**EXERCISE PROMPT**
List every judge named as sitting on the case in the court decision below.

**DOCUMENT PASSAGE**
:::::

Supreme Court of New York, Third Department

May 11, 2017

In the Matter of MICHAEL WEBER, Petitioner,
v.
STATE UNIVERSITY OF NEW YORK, COLLEGE AT CORTLAND, et al., Respondents.

          Calendar Date: March 31, 2017

          Scheuermann & Scheuermann, LLP, Albany (Arthur P. Scheuermann of counsel), for petitioner.

          Eric T. Schneiderman, Attorney General, Albany (Brian D. Ginsberg of counsel), for respondents.

          Before: McCarthy, J.P., Egan Jr., Lynch, Devine and Clark, JJ.

          MEMORANDUM AND JUDGMENT

          McCarthy, J.P.

         Proceeding pursuant to CPLR article 78 (transferred to this Court by order of the Supreme Court, entered in Tompkins County) to review a determination of respondent State University of New York, College at Cortland finding petitioner guilty of sexual misconduct in violation of said respondent's code of conduct.

         In May 2013, petitioner - then a student at respondent State University of New York, College at Cortland (hereinafter SUNY Cortland) - engaged in sexual intercourse with the victim. A few hours after the incident, the victim reported the intercourse as a sexual assault at a local emergency room and, shortly thereafter, she reported the incident to SUNY Cortland. SUNY Cortland subsequently charged petitioner with two violations of its Code of Student Conduct (hereinafter the code), rape and sexual assault. Following a disciplinary hearing (hereinafter the first hearing) and subsequent administrative review, petitioner was found responsible for the charges and was dismissed from the school. That determination was annulled by petitioner's subsequent CPLR article 78 proceeding, based on a finding that SUNY Cortland did not comply with its own procedural rules, and the matter was remitted for a new hearing.

:::::

**RECORDS SUPPLIED**

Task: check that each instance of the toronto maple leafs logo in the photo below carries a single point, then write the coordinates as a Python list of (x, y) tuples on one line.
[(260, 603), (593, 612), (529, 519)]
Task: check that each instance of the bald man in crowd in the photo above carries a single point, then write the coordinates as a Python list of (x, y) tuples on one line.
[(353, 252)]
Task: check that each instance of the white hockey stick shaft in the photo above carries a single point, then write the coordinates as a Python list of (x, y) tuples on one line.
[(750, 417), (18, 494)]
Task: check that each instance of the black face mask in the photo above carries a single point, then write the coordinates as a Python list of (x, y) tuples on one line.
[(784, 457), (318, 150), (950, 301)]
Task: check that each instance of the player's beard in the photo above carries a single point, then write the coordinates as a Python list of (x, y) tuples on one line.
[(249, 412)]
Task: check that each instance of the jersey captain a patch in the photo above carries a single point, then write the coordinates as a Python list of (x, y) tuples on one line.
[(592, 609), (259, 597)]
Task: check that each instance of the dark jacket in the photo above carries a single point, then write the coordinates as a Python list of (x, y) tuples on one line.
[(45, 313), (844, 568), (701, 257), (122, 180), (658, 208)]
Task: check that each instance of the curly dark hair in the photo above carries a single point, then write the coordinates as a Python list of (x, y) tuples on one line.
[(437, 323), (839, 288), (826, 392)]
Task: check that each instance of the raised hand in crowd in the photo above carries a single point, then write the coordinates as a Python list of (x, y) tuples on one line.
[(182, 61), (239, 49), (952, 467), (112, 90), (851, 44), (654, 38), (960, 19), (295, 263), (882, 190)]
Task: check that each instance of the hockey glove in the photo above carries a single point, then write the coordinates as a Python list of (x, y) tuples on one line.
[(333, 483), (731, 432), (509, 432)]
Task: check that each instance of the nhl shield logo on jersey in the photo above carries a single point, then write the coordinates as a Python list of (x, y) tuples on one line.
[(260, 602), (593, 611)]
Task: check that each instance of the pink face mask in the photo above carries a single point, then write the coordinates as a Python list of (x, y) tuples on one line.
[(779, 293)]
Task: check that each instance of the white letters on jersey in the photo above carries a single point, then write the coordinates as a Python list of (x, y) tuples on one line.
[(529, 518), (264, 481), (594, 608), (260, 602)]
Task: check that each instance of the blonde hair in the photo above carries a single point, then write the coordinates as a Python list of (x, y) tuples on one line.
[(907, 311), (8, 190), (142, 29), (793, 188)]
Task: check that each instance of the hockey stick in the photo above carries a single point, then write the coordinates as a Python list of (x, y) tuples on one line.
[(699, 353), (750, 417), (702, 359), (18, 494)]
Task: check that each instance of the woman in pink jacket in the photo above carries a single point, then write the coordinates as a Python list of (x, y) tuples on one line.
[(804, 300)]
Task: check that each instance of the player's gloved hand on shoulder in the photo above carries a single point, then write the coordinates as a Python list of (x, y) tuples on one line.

:::::

**SOLVED PROBLEM**
McCarthy, J.P.; Egan Jr.; Lynch; Devine; Clark